Provided data:
--- begin ---
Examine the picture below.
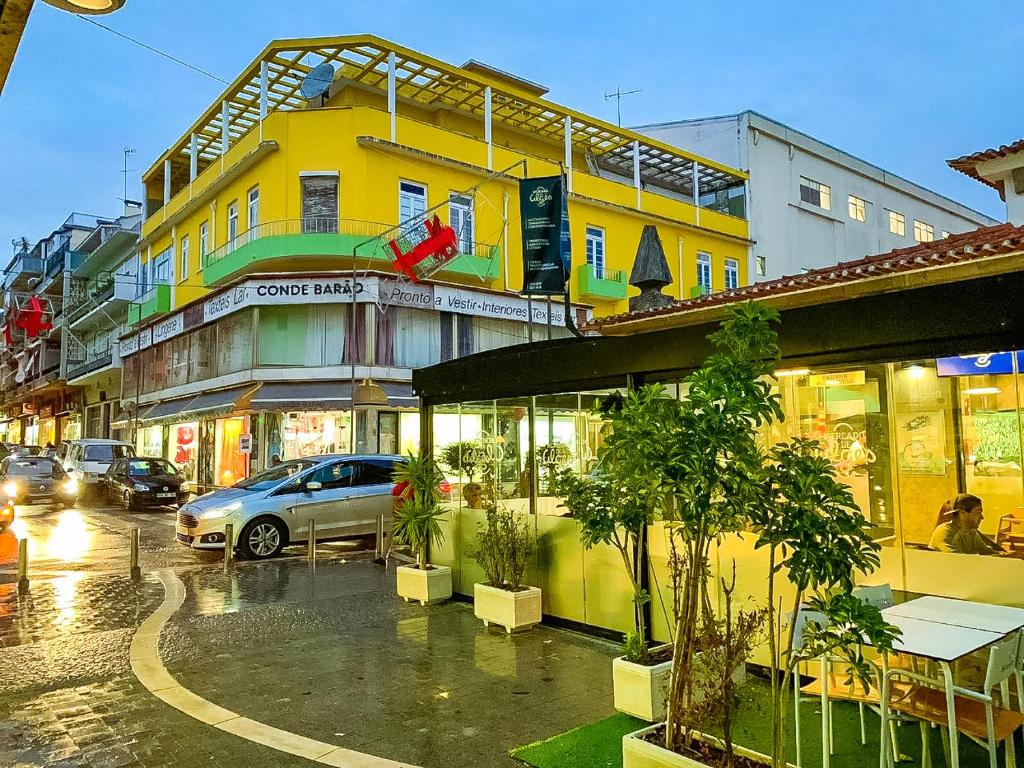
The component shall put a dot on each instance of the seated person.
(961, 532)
--- end ---
--- begin ---
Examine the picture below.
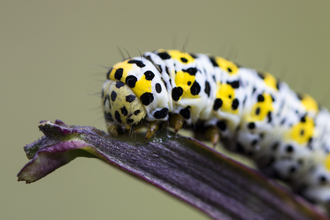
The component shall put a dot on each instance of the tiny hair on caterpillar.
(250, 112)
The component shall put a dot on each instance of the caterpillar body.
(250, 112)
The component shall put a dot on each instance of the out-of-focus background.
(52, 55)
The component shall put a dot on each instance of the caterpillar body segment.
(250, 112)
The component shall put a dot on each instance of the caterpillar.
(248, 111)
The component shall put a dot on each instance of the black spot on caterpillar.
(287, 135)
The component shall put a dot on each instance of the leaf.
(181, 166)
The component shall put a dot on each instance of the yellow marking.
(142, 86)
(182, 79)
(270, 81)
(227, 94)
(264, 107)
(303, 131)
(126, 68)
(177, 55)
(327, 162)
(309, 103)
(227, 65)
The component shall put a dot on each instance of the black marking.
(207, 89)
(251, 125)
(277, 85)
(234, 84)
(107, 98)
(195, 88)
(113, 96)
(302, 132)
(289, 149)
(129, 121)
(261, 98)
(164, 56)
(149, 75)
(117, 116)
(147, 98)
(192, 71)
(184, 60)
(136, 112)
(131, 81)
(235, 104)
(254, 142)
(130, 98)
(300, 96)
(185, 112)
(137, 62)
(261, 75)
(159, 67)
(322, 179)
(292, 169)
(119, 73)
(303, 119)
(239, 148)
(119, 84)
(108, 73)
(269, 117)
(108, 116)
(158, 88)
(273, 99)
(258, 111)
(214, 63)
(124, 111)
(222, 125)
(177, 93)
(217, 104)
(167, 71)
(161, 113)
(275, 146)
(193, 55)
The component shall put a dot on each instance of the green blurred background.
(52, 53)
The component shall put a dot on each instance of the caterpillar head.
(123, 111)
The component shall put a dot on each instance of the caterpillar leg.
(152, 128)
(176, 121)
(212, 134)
--- end ---
--- begin ---
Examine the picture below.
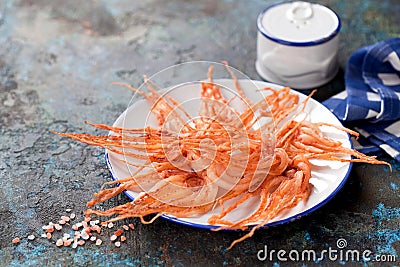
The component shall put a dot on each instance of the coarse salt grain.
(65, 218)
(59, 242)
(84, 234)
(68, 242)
--- end ---
Prompt:
Please identify every line in the rows above that contains the string "marking" and copy each one out in full. Case counts, so match uppercase and lowercase letters precisely.

Worked answer:
The component shall put a dot on each instance of the yellow marking.
The component shall put a dot on each instance of the black marking.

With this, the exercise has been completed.